(ASSIGNMENT 1):
In the post on single payer health care, why does the writer say the laws of supply and demand are upside down in health care? Answer in one to three sentences.
(ASSIGNMENT 2):
Answer these questions from the post on single payer health care.
(a) What kind of company do the friend and his grown son own?
(b) What did the writer briefly stop to gawk at on the way to Santa Rosa?
(c) Which company does the writer say spends money on expensive television ads?

(EXTRACT):
We’re all paying for everybody anyway so why don’t we create a system to reflect it!

Morning #3, Santa Rosa, Sept. 25

Before leaving Eureka, Philip (dwarfed by the tree) and I shared a couple of beers with a dear friend and his grown son who own the local concrete/gravel company. Of course, the talk turned to health care. By their accounts, like other small businessmen, virtually, every time they interface with the “government,” whether dealing with environmental regulators or marketing/supplying their products to local, county or state governments, they find waste and workers who have little regard for the efficiencies they cherish in the private sector. I can’t argue with their experience, yet I explain that the laws of supply and demand are upside down in health care. The suppliers (that would be doctors) dictate demand by the tests/interventions that we order. Furthermore, unlike any other industry, we are all paying for everybody anyway and the for-profit private health insurance industry is a middle man that adds NOTHING to the quality of the product (health) while adding 20-25% to total cost. My friends “get it,” but when it comes to discussing the solution, they go right, embracing smaller, less intrusive government, while I go left, to a single payer system managed by those charged with the well being of all of us, aka government.

The following day, en route to Santa Rosa, I stopped briefly to gawk at the Redwoods, where it occurred to me that without government regulations, all of the large groves would eventually disappear into lumber for our decks. Isn’t it the responsibility of government to reign in the self-serving urges of private (and corporate) interests, who have a long history of profiting from plundering the planet while leaving the REAL cost of repairing their damage to all of us? It may be a stretch, but so it is with health care.

The for-profit private health insurance industry spends a lot of money dividing us into risk pools: Medicare, Medicaid (Medi-Cal), the Vets, Employees of large/small companies, and Individuals with/without previous medical conditions. Using taxpayer subsidies, they profit from being the middle man in the care of those who are least expensive, while the government (that would be the taxpayer) pays for the care of those who are most expensive … the old, the sick, and the disabled. The taxpayer gets screwed again while corporations manipulate the political process thereby ensuring their continued profits.

By simply putting everybody in the same risk pool, we could save a substantial amount of money which would give us more resources to care for everybody. Who administers the risk pool? That would be the single payer. The government. Can we trust them to do it? Wait, wait. “Them” is “we.” We trust the government to run the post office, we have cheapest postal rates in the world, and they never lose a package. The VA Health System gets better results that the community, has high patient satisfaction, and does so at less cost. Virtually every other developed country of the world has some form of “single risk pool”… and they get better results at half the cost. In the meantime, United Health Care spends “our” money on very slick, expensive television ads try to convince you they are more concerned about YOU than their profits.

Back to my friends, throughout the (late) evening, we laughed, listened, agreed to disagree, caught up on family stuff and looked forward to our next opportunity to verbally spar, while sharing our friendship. Respectful conversations with those who don’t yet share our insights are crucial to the “cause” of single payer. Don’t be afraid to talk to those who aren’t already part of the choir. Are we going to change their minds? Probably not in the short run, but we’ll have fun trying.

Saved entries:
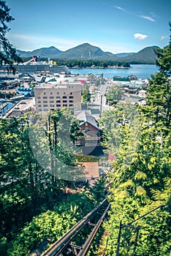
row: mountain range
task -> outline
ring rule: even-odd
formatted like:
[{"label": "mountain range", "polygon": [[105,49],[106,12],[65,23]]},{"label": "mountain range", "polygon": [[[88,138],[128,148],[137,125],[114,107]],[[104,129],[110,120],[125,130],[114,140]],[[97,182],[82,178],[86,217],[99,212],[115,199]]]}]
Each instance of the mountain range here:
[{"label": "mountain range", "polygon": [[17,50],[17,53],[22,58],[28,58],[34,56],[40,58],[50,58],[60,59],[99,59],[110,60],[114,61],[153,64],[156,59],[155,50],[159,49],[158,46],[150,46],[143,48],[137,53],[121,53],[113,54],[104,52],[99,47],[83,43],[75,48],[62,51],[51,46],[34,50],[33,51],[23,51]]}]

(EXERCISE RESULT 1):
The writer says they are upside down because the suppliers, meaning doctors, dictate demand through the tests and interventions they order.

(EXERCISE RESULT 2):
(a) They own the local concrete/gravel company.
(b) The writer stopped to gawk at the Redwoods.
(c) United Health Care spends money on expensive television ads.